On route we watched the Pylon builders rigging the new power lines, working at the ends of the pylon's arms. Its only then you get an idea how big these structures are. The human frame next to the Meccano one. 
We spotted this interesting structure on the way. 



It stayed dry all the way to the pass but then dark clouds gathering in the SW could no longer hold back and joined us for the rest of the day. For me, this point is the psychological barrier of the trip, the end of the beginning and the beginning of the end. For Julian it was the Forth Bridge. 



Our celebratory 'snack ' was - egg mayo sandwich, banana, pork pie, bottle of fruit smoothie, picnic bar and slice of banana loaf. Thanks Jane. 
We couldn't hang around, still 40 miles to go and the rain was not for stopping. I always thought the gradient was level to Dalwhinnie from here but I am happy to report it is downhill. There was a good southerly breeze too so we were able to do 16mph with little effort. However concentration was still required as there is a lot of loose grit and pebbles on the path. 

Over a hot chocolate at Ralia we had decided to stay on the road from Kingussie to Aviemore as the cycle route cuts across to the east and adds a few miles. So 6 miles to K 'ussie , 11 to Aviemore then 12 to C'bridge.

▬▬▬▬▬▬▬▬▬▬

▶ WORK INSTRUCTIONS
- a) Quote the cycling trip account between "We couldn't hang" and "12 to C'bridge.", inclusive.
- b) Shorten the paragraph of the cycling trip account that begins "We couldn't hang around," keeping its main facts.

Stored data
▬▬▬▬▬▬▬▬▬▬

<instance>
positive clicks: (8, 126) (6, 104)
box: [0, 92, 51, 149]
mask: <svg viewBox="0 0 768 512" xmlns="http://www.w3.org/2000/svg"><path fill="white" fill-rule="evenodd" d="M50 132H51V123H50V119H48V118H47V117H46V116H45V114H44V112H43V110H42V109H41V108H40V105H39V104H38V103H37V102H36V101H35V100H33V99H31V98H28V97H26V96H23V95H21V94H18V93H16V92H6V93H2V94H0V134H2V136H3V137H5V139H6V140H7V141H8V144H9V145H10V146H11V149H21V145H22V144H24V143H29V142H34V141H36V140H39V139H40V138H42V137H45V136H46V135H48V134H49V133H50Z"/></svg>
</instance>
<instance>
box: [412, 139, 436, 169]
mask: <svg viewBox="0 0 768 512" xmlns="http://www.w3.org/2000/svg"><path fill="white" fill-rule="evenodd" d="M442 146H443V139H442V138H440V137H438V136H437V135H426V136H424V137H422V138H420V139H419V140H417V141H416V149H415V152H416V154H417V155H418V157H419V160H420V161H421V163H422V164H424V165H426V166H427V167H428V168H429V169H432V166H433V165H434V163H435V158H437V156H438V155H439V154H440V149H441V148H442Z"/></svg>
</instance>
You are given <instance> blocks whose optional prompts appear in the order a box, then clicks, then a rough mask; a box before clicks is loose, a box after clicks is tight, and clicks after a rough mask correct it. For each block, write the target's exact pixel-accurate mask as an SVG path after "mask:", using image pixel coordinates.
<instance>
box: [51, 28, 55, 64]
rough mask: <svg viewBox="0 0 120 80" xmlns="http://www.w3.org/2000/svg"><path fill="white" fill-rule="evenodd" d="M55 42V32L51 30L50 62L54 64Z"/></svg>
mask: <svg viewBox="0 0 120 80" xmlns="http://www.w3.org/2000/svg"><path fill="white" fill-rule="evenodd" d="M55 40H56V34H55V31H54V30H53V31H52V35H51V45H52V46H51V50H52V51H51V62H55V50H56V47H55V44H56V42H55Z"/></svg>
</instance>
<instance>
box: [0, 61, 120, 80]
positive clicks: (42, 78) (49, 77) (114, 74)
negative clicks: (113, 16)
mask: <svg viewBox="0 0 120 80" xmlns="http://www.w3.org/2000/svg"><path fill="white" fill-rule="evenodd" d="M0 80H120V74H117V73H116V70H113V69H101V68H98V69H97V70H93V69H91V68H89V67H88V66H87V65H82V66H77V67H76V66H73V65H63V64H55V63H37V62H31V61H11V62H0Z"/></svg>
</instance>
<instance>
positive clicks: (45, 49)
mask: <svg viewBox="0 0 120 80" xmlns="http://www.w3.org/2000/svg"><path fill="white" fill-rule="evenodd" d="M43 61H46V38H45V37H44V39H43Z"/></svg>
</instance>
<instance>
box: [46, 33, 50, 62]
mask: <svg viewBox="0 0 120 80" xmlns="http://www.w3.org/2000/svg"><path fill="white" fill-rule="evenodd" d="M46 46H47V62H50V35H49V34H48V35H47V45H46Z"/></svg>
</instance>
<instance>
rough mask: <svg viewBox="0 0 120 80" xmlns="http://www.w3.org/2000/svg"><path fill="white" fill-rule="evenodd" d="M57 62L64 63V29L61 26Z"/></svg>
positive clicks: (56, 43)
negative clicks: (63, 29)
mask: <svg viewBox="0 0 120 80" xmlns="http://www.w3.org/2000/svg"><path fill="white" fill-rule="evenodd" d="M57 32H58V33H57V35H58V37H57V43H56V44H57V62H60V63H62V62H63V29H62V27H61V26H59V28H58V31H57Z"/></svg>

▬▬▬▬▬▬▬▬▬▬

▶ ANSWERS FOR THIS EXERCISE
- a)
We couldn't hang around, still 40 miles to go and the rain was not for stopping. I always thought the gradient was level to Dalwhinnie from here but I am happy to report it is downhill. There was a good southerly breeze too so we were able to do 16mph with little effort. However concentration was still required as there is a lot of loose grit and pebbles on the path. 

Over a hot chocolate at Ralia we had decided to stay on the road from Kingussie to Aviemore as the cycle route cuts across to the east and adds a few miles. So 6 miles to K 'ussie , 11 to Aviemore then 12 to C'bridge.

- b) With 40 miles left and the rain still falling, there was no time to linger. The stretch to Dalwhinnie proved to be downhill rather than level, and a good southerly breeze made 16mph easy. Loose grit and pebbles on the path still demanded concentration.